Jack Kerouac - On The Road, 77

Sunday, March 20, 2005

Filthy flamingo

He didn't look like a soldier at all. He looked like a filthy flamingo.

Kurt Vonnegut - Slaughterhouse 5, 24

Wednesday, March 16, 2005

I feel and think much as you do

I have taught creative writing during my seventy-three years on automatic pilot, rerun or not. I did it first at the University of Iowa in 1965. After that came Harvard, and then the City College of New York. I don't do it anymore.

I taught how to be sociable with ink on paper. I told my students that when they were writing they should be good dates on blind dates, should show strangers good times. Alternatively, they should run really nice whorehouses, come one, come all, although they were in fact working in perfect solitude. I said I expected them to do this with nothing but idiosyncratic arrangements in horizontal lines of twenty-six phonetic symbols, ten numbers, and maybe eight punctuation marks, because it wasn't anything that hadn't been done before.

■ **Data for review**:
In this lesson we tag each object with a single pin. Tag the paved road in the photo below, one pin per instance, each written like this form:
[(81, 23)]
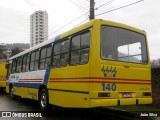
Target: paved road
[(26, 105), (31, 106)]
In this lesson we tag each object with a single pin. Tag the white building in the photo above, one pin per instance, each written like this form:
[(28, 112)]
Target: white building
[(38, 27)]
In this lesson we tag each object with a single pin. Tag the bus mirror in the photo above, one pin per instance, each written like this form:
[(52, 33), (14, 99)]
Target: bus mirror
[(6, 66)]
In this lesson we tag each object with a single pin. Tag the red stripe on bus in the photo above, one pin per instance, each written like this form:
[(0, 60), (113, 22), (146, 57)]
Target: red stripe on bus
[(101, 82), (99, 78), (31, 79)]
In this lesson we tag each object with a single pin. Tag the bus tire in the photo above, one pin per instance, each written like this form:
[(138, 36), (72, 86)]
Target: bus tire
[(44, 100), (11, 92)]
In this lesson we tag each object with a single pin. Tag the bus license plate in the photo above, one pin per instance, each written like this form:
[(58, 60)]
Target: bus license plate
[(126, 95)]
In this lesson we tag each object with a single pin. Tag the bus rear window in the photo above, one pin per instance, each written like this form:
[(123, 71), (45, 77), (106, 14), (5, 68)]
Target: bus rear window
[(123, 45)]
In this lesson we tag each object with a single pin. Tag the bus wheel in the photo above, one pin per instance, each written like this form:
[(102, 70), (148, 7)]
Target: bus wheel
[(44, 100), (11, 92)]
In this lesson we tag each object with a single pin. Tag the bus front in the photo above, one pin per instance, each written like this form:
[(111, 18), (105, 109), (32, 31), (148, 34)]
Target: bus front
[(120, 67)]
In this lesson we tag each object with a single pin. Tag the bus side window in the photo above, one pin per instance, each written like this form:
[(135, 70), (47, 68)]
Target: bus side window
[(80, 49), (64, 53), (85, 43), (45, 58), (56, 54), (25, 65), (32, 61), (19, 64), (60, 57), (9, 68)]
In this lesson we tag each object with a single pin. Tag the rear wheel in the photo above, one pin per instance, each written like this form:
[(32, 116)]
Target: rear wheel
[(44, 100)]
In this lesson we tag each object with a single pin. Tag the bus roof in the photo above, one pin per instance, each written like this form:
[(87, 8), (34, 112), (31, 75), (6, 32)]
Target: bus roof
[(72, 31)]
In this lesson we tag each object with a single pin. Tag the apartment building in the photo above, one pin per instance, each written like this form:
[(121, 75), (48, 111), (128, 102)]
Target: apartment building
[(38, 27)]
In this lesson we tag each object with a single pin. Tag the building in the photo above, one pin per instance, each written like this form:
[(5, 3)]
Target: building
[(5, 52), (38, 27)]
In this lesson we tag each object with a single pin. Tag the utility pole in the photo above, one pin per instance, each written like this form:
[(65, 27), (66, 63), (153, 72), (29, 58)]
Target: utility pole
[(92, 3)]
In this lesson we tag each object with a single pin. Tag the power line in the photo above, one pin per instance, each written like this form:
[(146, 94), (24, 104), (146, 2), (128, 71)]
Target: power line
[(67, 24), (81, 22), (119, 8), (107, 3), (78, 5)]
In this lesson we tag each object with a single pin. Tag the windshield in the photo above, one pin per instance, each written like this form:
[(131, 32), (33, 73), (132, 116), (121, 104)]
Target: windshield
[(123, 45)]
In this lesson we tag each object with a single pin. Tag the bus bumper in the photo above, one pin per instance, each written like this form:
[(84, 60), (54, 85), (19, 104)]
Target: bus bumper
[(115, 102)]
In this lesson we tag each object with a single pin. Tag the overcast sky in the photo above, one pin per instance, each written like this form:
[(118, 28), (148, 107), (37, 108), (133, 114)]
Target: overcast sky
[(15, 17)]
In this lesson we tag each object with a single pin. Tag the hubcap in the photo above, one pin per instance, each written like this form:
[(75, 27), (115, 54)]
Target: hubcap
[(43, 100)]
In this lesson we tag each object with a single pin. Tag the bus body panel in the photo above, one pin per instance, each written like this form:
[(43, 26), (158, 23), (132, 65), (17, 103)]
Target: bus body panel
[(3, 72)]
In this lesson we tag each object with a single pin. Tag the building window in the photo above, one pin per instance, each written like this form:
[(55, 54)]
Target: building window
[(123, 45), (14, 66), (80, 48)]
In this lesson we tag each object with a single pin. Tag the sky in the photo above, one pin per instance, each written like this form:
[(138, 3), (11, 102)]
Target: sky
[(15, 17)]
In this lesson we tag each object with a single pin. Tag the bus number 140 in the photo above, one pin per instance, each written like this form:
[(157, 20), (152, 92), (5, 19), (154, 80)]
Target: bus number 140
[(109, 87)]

■ **Things to do**:
A. Reproduce the passage from the quotation excerpt, beginning at the words "I have taught" and stopping after the words "been done before.".
B. In the quotation excerpt, what reason does the writer give for expecting students to write with nothing but arrangements of twenty-six phonetic symbols, ten numbers, and about eight punctuation marks? Answer in one to three sentences.

■ **Completed exercise**:
A.
I have taught creative writing during my seventy-three years on automatic pilot, rerun or not. I did it first at the University of Iowa in 1965. After that came Harvard, and then the City College of New York. I don't do it anymore.

I taught how to be sociable with ink on paper. I told my students that when they were writing they should be good dates on blind dates, should show strangers good times. Alternatively, they should run really nice whorehouses, come one, come all, although they were in fact working in perfect solitude. I said I expected them to do this with nothing but idiosyncratic arrangements in horizontal lines of twenty-six phonetic symbols, ten numbers, and maybe eight punctuation marks, because it wasn't anything that hadn't been done before.

B. The writer expected this because it wasn't anything that hadn't been done before.